The input:

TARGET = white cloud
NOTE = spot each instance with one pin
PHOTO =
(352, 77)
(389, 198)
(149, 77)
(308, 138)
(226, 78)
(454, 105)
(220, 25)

Requirements:
Go through the records above and set each one down exactly, please.

Output for this exercise:
TARGET = white cloud
NOTE = spot each instance with one pin
PHOTO =
(352, 77)
(389, 198)
(149, 77)
(308, 138)
(226, 78)
(454, 105)
(220, 25)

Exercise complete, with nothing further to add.